**WHAT IS BEING ASKED**
Reproduce all of the data word for word.

**DATASET RECORDS**
START

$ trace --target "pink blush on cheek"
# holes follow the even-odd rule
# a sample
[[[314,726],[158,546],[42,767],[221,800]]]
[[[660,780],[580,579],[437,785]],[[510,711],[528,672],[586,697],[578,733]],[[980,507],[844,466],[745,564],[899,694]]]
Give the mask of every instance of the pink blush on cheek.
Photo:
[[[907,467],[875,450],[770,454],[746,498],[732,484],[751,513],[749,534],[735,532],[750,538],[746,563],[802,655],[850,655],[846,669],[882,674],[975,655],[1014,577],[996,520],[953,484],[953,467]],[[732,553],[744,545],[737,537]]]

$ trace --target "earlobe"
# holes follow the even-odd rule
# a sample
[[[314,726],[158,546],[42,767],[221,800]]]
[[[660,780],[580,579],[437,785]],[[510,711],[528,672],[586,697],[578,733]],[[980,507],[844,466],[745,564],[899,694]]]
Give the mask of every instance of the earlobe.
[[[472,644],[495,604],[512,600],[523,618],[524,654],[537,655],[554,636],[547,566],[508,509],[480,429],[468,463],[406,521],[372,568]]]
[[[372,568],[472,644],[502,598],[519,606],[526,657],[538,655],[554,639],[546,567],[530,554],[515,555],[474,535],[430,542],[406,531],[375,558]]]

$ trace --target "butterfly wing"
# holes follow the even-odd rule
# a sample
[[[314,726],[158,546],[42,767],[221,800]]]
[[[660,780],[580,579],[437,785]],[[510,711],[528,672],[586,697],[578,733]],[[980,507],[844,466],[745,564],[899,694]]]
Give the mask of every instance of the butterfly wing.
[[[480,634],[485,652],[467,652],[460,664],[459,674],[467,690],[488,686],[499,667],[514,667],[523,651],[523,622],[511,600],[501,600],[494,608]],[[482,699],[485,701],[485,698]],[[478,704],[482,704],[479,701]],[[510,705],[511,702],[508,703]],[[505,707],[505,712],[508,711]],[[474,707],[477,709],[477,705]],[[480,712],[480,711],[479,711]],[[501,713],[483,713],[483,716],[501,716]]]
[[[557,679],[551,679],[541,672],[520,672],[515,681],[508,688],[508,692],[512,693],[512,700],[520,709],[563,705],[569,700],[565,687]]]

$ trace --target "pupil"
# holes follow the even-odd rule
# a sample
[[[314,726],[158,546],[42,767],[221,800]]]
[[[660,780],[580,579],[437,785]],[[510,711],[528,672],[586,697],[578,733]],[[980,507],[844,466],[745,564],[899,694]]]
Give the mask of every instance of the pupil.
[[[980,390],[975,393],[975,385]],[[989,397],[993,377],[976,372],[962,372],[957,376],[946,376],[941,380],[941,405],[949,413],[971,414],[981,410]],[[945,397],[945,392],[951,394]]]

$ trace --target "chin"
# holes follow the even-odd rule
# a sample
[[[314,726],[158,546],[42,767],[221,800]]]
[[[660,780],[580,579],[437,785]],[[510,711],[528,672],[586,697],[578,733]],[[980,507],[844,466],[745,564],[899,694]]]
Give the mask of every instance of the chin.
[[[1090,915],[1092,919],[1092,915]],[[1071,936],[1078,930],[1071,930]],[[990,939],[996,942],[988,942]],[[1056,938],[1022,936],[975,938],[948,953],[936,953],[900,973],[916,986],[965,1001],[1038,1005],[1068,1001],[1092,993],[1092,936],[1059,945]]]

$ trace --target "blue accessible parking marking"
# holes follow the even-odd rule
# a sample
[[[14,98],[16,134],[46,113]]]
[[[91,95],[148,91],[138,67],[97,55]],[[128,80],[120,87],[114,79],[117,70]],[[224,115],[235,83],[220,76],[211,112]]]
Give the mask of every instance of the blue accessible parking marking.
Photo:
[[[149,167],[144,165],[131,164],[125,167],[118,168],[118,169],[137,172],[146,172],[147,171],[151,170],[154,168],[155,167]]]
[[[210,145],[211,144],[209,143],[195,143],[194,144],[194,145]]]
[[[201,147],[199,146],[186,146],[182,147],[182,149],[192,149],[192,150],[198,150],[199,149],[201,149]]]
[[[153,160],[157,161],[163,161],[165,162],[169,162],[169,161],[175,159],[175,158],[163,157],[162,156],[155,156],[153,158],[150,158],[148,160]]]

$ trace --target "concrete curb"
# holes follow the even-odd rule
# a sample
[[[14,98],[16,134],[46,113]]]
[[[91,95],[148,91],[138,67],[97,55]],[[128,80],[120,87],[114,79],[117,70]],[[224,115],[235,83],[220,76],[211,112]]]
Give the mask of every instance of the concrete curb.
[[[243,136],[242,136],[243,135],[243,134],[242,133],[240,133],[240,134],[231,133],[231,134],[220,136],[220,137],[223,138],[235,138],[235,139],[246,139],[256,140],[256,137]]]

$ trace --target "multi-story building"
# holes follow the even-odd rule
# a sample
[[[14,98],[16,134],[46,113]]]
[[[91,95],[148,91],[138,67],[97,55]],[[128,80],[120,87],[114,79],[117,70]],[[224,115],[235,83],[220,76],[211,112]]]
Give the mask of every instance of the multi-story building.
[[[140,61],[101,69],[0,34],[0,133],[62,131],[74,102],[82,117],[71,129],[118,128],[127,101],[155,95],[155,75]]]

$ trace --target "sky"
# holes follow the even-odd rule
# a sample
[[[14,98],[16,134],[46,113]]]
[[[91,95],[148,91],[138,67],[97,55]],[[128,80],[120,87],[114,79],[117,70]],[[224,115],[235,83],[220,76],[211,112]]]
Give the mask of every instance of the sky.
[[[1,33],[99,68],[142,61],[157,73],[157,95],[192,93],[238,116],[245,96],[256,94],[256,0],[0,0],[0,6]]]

END

**EXPECTED OUTPUT**
$ trace --target "pink blush on cheek"
# holes follow the even-odd rule
# a sample
[[[314,726],[158,546],[42,767],[221,800]]]
[[[660,780],[580,579],[437,785]],[[510,711],[528,672],[586,697],[578,733]],[[980,507],[844,466],[745,564],[899,694]]]
Give the mask of every instance of the pink blush on cheek.
Photo:
[[[907,467],[875,450],[770,454],[746,498],[732,484],[751,513],[749,534],[735,532],[750,538],[746,563],[802,655],[850,655],[846,669],[882,674],[975,655],[1014,577],[996,520],[953,484],[953,467]],[[732,553],[744,545],[737,537]]]

$ trace --target "earlobe"
# holes follow the even-odd rule
# a sample
[[[314,726],[158,546],[42,767],[221,800]]]
[[[660,780],[580,579],[437,785]],[[510,711],[528,672],[586,697],[578,733]],[[980,507],[844,466],[745,564],[899,694]]]
Give the mask of every instance of the earlobe.
[[[472,644],[495,604],[512,600],[523,618],[524,654],[537,655],[554,636],[547,566],[508,509],[480,429],[468,463],[406,521],[372,568]]]
[[[372,568],[472,644],[502,598],[519,606],[526,657],[538,655],[554,639],[546,567],[530,554],[515,555],[474,535],[430,542],[406,531],[375,558]]]

$ trace --target "butterfly wing"
# holes follow the even-odd rule
# a sample
[[[314,726],[158,546],[42,767],[221,800]]]
[[[660,780],[580,579],[437,785]],[[510,711],[528,672],[586,697],[578,733]],[[980,507],[844,466],[745,564],[899,694]]]
Give the mask of every instance of the butterfly wing.
[[[480,634],[485,652],[467,652],[460,664],[459,674],[467,690],[488,686],[499,667],[514,667],[523,651],[523,622],[511,600],[501,600],[494,608]],[[482,699],[485,701],[485,698]],[[478,704],[482,704],[479,701]],[[510,705],[511,702],[508,703]],[[505,707],[505,712],[508,711]],[[474,707],[477,709],[477,705]],[[480,712],[480,711],[479,711]],[[501,713],[483,713],[483,716],[501,716]]]
[[[557,679],[551,679],[541,672],[520,672],[515,681],[508,688],[508,692],[512,693],[512,700],[520,709],[563,705],[569,700],[565,687]]]

$ trace --target "pupil"
# holes follow the even-odd rule
# a sample
[[[314,726],[158,546],[42,767],[221,800]]]
[[[660,780],[580,579],[437,785]],[[510,711],[528,672],[586,697],[578,733]],[[980,507],[844,466],[745,564],[899,694]]]
Give the mask of every instance of the pupil.
[[[980,390],[975,393],[975,385]],[[989,397],[993,377],[976,372],[962,372],[957,376],[946,376],[941,380],[941,405],[949,413],[971,414],[981,410]],[[945,397],[945,392],[951,394]]]

$ trace --target "chin"
# holes follow the even-odd rule
# a sample
[[[314,726],[158,546],[42,767],[221,800]]]
[[[660,780],[580,579],[437,785]],[[510,711],[528,672],[586,697],[578,733]],[[980,507],[844,466],[745,564],[899,694]]]
Give the mask of every instance of the chin.
[[[1090,915],[1092,919],[1092,915]],[[1071,936],[1078,930],[1071,930]],[[990,939],[996,942],[988,942]],[[1056,938],[1022,936],[975,938],[948,953],[936,953],[900,973],[916,986],[965,1001],[1038,1005],[1068,1001],[1092,993],[1092,936],[1059,945]]]

$ trace --target "blue accessible parking marking"
# holes follow the even-odd rule
# a sample
[[[14,98],[16,134],[46,113]]]
[[[91,95],[148,91],[138,67],[97,55]],[[128,80],[120,87],[114,79],[117,70]],[[224,115],[235,83],[220,76],[211,112]]]
Give the mask of every instance of the blue accessible parking marking.
Photo:
[[[149,167],[144,165],[131,164],[125,167],[118,168],[118,169],[137,172],[146,172],[147,171],[151,170],[154,168],[155,167]]]
[[[210,145],[211,144],[209,143],[195,143],[194,144],[194,145]]]
[[[201,147],[199,146],[186,146],[182,147],[182,149],[192,149],[192,150],[198,150],[199,149],[201,149]]]
[[[153,160],[157,161],[163,161],[165,162],[169,162],[169,161],[175,159],[175,158],[163,157],[162,156],[155,156],[153,158],[150,158],[148,160]]]

$ trace --target "concrete curb"
# holes follow the even-odd rule
# a sample
[[[14,98],[16,134],[46,113]]]
[[[91,95],[148,91],[138,67],[97,55]],[[128,80],[120,87],[114,79],[117,70]],[[224,115],[235,83],[220,76],[211,112]]]
Give the mask of every instance of the concrete curb.
[[[243,136],[242,136],[243,135],[243,134],[242,133],[240,133],[240,134],[231,133],[231,134],[220,136],[220,137],[223,138],[235,138],[235,139],[246,139],[256,140],[256,137]]]

$ trace --target "multi-story building"
# holes follow the even-odd rule
# a sample
[[[14,98],[16,134],[46,113]]]
[[[91,95],[148,91],[138,67],[97,55]],[[128,80],[120,87],[114,79],[117,70]],[[224,115],[235,83],[220,76],[211,112]]]
Give the mask of every instance of the multi-story building.
[[[140,61],[101,69],[0,34],[0,133],[62,131],[74,102],[82,117],[71,129],[118,128],[127,101],[155,95],[155,75]]]

$ trace --target "sky"
# holes follow the even-odd rule
# a sample
[[[14,98],[16,134],[46,113]]]
[[[91,95],[148,91],[138,67],[97,55]],[[128,80],[120,87],[114,79],[117,70]],[[224,115],[235,83],[220,76],[211,112]]]
Give the mask of every instance of the sky.
[[[1,33],[99,68],[142,61],[157,73],[157,95],[192,93],[238,116],[245,96],[256,94],[256,0],[0,0],[0,6]]]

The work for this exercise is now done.